练习目标 | 请回答：在文档正文的代码里，handle_set_tcp_syn_sent 函数给 sock_info 的 role 字段赋了什么值？

SEC("kprobe/tcp_data_queue")
static int handle_tcp_data_queue(struct pt_regs *ctx) {
  // first argument to tcp_data_queue is a struct sock*
  struct sock *sock = (struct sock *)PT_REGS_PARM1(ctx);

  struct connection_identifier conn_id = {};
  struct connection_throughput_stats throughput = {};

  if (parse_sock_data(sock, &conn_id.tuple, &throughput) == BPF_ERROR) {
    return BPF_ERROR;
  }

  // skip unconnected sockets
  if (conn_id.tuple.dst_port == 0 && conn_id.tuple.dst_ip == BPF_SUCCESS) {
    return BPF_SUCCESS;
  }

  // fill the conn_id extra details from sock_info map entry, or create one
  struct sock_info *sock_info = bpf_map_lookup_elem(&sock_infos, &sock);
  if (sock_info == NULL) {
    // first time we encounter this sock
    // check if server or client and insert to the maps

    enum connection_role role = get_sock_role(sock);

    struct sock_info info = {
        .pid = 0, // can't associate to pid anyway
        .role = role,
        .is_active = true,
        .id = get_unique_id(),
    };
    bpf_map_update_elem(&sock_infos, &sock, &info, BPF_ANY);

    conn_id.pid = info.pid;
    conn_id.id = info.id;
    conn_id.role = info.role;
    throughput.is_active = true;

    bpf_map_update_elem(&connections, &conn_id, &throughput, BPF_ANY);

    return BPF_SUCCESS;
  } 

  conn_id.pid = sock_info->pid;
  conn_id.id = sock_info->id;
  conn_id.role = sock_info->role;
  if (!sock_info->is_active) {
    return -1;
  }
  throughput.is_active = sock_info->is_active; 
  
  bpf_map_update_elem(&connections, &conn_id, &throughput, BPF_ANY);

  return BPF_SUCCESS;
};

static inline int handle_set_tcp_syn_sent(struct sock* sock) {
  // start of a client session
  u32 pid = bpf_get_current_pid_tgid() >> 32;

  struct sock_info info = {
      .pid = pid,
      .role = CONNECTION_ROLE_CLIENT,
      .is_active = true,
      .id = get_unique_id(),
  };

  bpf_map_update_elem(&sock_infos, &sock, &info, BPF_ANY);

  return BPF_SUCCESS;
}

static inline int handle_set_tcp_syn_recv(struct sock* sock) {
  // this is a server getting syn after listen
    struct connection_identifier conn_id = {};
    struct connection_throughput_stats throughput = {};

    if (parse_sock_data(sock, &conn_id.tuple, &throughput) == BPF_ERROR) {
      return BPF_ERROR;
    }

    struct sock_info info = {
        .pid = 0, // can't associate to process
        .role = CONNECTION_ROLE_SERVER,
        .is_active = true,
        .id = get_unique_id(),
    };

    bpf_map_update_elem(&sock_infos, &sock, &info, BPF_ANY);

    // probably the dst ip will still be unitialized
    if (conn_id.tuple.dst_ip == 0) {
      return BPF_SUCCESS;
    }

    conn_id.pid = info.pid;
    conn_id.id = info.id;
    conn_id.role = info.role;

    bpf_map_update_elem(&connections, &conn_id, &throughput, BPF_ANY);

    return BPF_SUCCESS;
}

static inline int handle_set_tcp_close(struct sock* sock) {
  // mark as inactive
  struct connection_identifier conn_id = {};
  struct connection_throughput_stats throughput = {};

  if (parse_sock_data(sock, &conn_id.tuple, &throughput) == BPF_ERROR) {
    return BPF_ERROR;
  }

  struct sock_info *info = bpf_map_lookup_elem(&sock_infos, &sock);
  if (info == NULL) {
    conn_id.id = get_unique_id();
    conn_id.pid = 0; // cannot associate to PID in this state
    conn_id.role = get_sock_role(sock);
  } else {
    conn_id.id = info->id;
    conn_id.pid = info->pid;
    conn_id.role = info->role;
    bpf_map_delete_elem(&sock_infos, &sock);
  }

  throughput.is_active = false;
  bpf_map_update_elem(&connections, &conn_id, &throughput, BPF_ANY);

  return BPF_SUCCESS;
}

SEC("tracepoint/sock/inet_sock_set_state")

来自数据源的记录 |
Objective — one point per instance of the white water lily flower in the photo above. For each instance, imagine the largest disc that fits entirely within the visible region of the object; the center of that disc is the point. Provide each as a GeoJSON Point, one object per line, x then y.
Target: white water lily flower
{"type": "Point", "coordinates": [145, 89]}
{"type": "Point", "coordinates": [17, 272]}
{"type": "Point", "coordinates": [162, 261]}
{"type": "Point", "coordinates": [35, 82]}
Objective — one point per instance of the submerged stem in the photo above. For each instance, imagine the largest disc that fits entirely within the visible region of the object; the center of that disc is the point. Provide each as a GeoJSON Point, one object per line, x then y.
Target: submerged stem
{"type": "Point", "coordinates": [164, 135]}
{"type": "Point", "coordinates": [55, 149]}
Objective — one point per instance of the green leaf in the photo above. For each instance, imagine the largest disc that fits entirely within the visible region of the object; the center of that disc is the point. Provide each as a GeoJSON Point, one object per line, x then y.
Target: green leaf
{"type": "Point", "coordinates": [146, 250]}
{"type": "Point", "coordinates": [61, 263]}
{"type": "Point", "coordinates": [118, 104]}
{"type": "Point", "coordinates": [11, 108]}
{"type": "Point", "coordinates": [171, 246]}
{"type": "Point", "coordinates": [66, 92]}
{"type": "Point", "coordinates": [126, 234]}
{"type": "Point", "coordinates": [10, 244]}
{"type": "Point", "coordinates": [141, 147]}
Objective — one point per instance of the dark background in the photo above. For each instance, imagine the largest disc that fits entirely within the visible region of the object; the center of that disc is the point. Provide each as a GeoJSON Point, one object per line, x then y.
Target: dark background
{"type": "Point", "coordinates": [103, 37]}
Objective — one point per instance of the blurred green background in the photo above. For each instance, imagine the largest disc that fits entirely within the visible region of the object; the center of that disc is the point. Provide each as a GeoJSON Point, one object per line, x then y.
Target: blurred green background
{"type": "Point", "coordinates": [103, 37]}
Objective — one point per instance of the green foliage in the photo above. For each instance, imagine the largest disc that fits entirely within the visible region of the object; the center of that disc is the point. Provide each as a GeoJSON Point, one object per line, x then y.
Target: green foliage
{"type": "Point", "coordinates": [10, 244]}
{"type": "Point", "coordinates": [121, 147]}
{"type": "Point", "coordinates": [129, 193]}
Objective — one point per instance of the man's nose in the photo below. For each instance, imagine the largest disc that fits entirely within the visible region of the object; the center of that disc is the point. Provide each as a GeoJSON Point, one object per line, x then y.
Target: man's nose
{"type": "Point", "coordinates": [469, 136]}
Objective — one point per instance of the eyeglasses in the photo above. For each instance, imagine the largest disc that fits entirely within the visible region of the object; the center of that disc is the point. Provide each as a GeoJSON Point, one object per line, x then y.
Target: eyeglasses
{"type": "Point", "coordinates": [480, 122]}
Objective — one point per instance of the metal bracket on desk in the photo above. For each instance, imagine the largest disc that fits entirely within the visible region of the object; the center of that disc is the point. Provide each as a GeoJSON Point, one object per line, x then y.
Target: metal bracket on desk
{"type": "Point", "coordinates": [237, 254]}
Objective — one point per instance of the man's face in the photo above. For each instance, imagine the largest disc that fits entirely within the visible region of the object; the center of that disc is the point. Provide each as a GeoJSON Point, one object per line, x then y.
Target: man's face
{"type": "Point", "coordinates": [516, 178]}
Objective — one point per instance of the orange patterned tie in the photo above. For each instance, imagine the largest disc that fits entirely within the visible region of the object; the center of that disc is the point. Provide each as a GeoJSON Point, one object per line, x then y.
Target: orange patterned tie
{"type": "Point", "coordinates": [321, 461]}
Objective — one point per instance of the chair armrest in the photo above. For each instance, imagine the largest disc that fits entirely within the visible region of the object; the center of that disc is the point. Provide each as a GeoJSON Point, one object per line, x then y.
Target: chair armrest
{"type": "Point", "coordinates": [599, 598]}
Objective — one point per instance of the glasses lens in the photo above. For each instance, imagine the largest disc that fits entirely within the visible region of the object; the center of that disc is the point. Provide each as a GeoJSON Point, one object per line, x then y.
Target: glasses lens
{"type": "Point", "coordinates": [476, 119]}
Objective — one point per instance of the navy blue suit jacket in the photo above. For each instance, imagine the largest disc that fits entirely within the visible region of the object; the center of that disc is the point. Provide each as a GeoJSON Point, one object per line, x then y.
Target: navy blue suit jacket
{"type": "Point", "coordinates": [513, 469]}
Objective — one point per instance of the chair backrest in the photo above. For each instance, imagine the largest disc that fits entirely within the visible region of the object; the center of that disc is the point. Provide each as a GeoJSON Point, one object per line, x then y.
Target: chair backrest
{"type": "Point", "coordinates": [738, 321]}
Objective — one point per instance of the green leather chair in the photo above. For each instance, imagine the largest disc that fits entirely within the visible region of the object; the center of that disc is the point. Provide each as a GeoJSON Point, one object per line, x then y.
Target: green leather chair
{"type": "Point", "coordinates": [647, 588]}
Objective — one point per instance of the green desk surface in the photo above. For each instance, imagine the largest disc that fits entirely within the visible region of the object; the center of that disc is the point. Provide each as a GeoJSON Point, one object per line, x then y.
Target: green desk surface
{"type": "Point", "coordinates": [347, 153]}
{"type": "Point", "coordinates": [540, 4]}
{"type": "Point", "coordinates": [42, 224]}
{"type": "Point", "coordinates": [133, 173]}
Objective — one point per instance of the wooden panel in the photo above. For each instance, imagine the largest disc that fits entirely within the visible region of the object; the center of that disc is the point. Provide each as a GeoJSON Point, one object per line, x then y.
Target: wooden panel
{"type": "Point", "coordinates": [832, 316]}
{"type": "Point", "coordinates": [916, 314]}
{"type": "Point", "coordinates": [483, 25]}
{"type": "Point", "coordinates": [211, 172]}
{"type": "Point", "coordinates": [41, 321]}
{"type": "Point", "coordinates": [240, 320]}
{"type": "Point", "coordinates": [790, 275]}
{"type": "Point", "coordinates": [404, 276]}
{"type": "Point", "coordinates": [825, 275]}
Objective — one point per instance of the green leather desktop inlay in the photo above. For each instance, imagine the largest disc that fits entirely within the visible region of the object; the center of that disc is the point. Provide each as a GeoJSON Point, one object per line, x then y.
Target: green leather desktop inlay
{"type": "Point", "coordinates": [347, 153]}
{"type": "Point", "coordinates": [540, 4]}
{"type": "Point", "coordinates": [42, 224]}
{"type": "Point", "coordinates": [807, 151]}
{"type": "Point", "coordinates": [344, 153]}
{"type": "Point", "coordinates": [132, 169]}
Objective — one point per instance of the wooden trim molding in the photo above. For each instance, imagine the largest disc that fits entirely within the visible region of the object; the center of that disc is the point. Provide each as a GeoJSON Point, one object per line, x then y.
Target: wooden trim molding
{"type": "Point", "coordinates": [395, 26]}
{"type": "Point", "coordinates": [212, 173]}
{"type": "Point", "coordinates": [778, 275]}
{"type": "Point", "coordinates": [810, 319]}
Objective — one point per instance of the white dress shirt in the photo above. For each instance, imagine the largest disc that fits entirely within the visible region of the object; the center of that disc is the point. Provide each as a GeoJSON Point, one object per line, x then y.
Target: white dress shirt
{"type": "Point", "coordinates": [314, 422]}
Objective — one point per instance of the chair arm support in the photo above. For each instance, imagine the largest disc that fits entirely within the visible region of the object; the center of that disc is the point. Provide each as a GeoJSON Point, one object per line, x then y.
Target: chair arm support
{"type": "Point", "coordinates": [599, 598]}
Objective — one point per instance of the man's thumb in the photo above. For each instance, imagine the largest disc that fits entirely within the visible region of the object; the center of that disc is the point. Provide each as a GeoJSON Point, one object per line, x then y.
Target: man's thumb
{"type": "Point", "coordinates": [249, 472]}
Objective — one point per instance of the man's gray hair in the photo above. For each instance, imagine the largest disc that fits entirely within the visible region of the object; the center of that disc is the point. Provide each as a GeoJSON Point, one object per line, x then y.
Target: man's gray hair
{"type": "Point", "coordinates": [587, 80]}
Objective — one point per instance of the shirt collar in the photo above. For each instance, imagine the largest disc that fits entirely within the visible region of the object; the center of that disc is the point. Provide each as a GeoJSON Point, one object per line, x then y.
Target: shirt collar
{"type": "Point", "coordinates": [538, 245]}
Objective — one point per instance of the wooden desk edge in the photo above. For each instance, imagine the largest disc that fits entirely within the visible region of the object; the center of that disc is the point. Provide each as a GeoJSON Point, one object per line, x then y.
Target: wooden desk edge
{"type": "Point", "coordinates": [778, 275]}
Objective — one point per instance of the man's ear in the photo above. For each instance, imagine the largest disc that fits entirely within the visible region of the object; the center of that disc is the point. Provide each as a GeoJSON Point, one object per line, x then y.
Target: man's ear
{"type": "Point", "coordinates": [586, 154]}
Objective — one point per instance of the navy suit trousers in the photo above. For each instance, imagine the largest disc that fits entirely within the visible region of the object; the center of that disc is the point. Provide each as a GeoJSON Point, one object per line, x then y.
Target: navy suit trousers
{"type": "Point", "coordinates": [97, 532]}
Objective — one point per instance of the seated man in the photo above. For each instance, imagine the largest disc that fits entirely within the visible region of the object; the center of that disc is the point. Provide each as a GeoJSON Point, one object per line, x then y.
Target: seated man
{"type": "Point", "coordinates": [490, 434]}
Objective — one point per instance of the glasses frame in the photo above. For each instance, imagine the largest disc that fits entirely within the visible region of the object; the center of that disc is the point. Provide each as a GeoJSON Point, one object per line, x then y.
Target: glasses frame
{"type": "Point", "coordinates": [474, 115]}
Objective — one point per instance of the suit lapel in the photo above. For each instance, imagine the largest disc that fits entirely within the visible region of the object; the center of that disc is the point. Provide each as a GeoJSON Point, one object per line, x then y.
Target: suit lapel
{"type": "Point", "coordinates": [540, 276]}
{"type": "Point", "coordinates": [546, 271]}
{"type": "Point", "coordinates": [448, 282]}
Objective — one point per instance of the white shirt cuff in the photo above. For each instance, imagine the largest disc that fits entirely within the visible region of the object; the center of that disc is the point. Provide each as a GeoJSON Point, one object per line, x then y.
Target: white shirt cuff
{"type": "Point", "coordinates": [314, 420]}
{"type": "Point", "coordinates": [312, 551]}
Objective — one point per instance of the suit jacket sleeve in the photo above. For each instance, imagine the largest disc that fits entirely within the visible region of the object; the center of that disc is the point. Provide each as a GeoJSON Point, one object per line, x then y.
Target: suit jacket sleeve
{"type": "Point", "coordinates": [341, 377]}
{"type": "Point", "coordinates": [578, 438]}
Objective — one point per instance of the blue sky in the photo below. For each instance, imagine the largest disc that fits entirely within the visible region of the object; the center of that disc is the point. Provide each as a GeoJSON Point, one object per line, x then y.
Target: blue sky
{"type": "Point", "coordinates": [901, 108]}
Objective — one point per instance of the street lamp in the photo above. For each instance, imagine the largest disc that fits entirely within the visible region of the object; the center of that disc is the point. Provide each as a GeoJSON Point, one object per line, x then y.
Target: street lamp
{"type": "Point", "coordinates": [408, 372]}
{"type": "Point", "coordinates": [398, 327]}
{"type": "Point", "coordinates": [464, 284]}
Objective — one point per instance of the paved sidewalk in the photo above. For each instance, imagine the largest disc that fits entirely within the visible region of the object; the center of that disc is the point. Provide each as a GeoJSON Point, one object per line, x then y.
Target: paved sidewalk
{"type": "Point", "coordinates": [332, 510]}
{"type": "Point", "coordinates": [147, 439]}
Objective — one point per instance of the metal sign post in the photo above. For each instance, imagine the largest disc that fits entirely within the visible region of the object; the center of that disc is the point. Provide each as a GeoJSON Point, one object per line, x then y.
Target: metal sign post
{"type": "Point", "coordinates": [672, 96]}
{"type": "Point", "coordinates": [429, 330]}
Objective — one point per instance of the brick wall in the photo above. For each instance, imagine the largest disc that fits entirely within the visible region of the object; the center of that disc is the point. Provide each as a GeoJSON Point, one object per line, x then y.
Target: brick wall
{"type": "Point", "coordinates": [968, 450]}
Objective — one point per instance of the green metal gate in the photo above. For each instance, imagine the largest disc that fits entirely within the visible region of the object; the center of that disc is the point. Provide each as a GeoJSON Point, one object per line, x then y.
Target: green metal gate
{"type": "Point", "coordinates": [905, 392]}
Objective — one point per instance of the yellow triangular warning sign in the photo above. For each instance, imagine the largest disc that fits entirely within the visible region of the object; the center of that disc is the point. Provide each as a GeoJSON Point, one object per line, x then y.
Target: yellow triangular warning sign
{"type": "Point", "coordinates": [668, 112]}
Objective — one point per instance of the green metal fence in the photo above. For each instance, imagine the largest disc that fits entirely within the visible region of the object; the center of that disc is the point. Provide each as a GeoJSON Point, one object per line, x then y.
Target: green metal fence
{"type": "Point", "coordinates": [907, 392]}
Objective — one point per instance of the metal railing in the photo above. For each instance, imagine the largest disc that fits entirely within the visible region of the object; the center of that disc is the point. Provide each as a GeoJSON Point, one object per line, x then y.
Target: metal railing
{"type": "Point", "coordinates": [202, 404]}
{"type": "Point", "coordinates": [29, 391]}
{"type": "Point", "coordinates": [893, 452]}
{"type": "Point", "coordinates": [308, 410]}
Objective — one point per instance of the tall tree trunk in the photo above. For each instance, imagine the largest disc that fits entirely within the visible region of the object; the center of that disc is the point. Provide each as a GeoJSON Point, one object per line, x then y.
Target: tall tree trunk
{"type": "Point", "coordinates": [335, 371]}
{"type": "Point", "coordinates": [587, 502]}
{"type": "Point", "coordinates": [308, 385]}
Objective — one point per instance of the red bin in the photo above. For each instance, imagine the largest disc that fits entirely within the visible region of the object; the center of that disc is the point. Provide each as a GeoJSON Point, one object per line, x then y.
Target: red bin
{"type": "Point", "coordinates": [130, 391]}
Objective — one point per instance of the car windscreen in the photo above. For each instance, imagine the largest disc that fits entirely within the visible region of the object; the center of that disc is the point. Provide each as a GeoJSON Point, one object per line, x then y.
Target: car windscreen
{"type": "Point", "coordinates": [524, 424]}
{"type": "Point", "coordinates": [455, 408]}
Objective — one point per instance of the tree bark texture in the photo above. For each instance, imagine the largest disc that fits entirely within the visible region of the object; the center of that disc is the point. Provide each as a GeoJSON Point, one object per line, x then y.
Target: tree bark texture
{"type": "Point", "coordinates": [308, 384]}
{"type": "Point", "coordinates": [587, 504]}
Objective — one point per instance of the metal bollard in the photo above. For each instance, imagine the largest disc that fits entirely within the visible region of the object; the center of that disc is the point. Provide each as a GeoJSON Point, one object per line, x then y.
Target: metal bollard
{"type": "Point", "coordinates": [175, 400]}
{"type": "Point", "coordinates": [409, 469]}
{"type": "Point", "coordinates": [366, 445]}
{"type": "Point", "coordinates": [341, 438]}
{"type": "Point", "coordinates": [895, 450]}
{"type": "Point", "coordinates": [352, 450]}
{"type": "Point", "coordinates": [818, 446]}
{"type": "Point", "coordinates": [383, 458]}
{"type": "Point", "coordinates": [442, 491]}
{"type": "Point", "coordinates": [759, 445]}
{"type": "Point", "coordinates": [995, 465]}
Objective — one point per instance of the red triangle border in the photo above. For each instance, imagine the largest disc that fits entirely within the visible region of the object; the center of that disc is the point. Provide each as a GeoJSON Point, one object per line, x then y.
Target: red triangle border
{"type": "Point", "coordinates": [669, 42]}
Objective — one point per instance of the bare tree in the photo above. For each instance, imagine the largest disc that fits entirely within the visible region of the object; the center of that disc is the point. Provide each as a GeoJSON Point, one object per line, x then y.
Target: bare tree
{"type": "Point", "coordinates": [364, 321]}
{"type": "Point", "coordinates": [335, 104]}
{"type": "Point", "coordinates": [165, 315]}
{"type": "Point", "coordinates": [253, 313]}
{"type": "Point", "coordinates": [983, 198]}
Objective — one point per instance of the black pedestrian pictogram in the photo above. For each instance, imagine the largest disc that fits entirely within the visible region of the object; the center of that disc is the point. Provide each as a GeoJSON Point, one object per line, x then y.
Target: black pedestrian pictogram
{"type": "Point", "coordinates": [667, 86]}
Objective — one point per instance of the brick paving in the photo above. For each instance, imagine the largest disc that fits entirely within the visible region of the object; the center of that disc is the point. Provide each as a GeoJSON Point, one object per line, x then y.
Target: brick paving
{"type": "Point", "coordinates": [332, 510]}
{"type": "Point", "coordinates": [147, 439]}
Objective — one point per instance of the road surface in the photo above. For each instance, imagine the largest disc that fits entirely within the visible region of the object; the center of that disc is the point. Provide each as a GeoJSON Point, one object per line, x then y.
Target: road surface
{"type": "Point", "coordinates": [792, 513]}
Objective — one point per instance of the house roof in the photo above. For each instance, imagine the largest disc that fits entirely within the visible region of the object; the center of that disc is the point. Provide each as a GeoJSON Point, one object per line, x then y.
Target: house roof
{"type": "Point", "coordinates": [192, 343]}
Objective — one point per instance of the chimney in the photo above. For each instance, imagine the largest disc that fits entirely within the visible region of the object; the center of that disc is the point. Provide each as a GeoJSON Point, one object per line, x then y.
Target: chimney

问题解答 | CONNECTION_ROLE_CLIENT